## Start Excerpted text

How Not To Teach Recursion

How Not To Teach Recursion

  • Comments 65

A Joel On Software reader asked the other day for examples of recursive functions other than old chestnuts like Fibonacci or factorial.  Excellent question. I suggested topological sort, of course, but there are plenty of other examples that are way better than the Fibonacci numbers.  Why do I think Fibonacci is bad?  Read on.

In case it's slipped your mind, the Fibonacci numbers are defined as follows:

fib(1) = 1
fib(2) = 1
fib(n) = fib(n-1) + fib(n-2)

thus, they go 1, 1, 2, 3, 5, 8, 13, 21, …

The Fibonacci numbers have many interesting properties.  For example, suppose you have a pair of rabbits that every year gives birth to a pair of rabbits, rabbits take one year to reach maturity, and rabbits never die.  In that (admittedly unrealistic) situation, the number of pairs alive at any given time is a Fibonacci number.  Clearly the number alive this year is the number alive the year before (who all live) plus the number alive two years before (who are now mature enough to breed.)  Fibonacci numbers also have a relationship to the Golden Mean, logarithmic spirals, and many other interesting nooks of mathematics.  But that's not what I want to talk about today.

Because they have a straightforward recursive definition, it's natural to introduce recursive programming to students by simply translating the definition into code:

function fib_1(n)
{
    if (n == 1 || n == 2)
        return 1;
   
else
      return fib_1(n-1) + fib_1(n-2);
}

I am in principle very much for this pedagogic approach.  Recursive programming can be difficult to get your head around.  Starting with recursive definitions, getting your head around those, and then using those definitions in code is a pretty good way to approach the material.  If you think of lists as being "zero or more items in a row", it is conceptually hard to think of anything other than an iterative approach to processing the list.  If you think of a list as "a list may be empty, or may be an item followed by a list", then the definition of the data leads itself to a recursive programming approach very naturally.

Practically however, this is probably the worst possible simple way to solve the Fibonacci problem.  When you introduce recursion by using it to solve a problem which iteration solves much, much better, students come away thinking that recursion is dumb -- that it is both harder to understand and produces worse solutions.  Better to pick an example where the iterative solution is not better!

## End Excerpted text
## Start Dataset extract

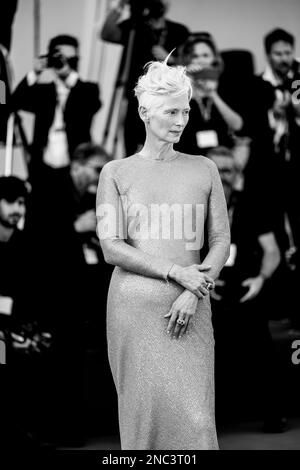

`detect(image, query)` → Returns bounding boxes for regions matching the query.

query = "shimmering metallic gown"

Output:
[97,153,229,450]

## End Dataset extract

Your instructions —
In the recursion article, which example did the author suggest to the reader who asked for recursive functions other than Fibonacci or factorial?

Task result —
Topological sort.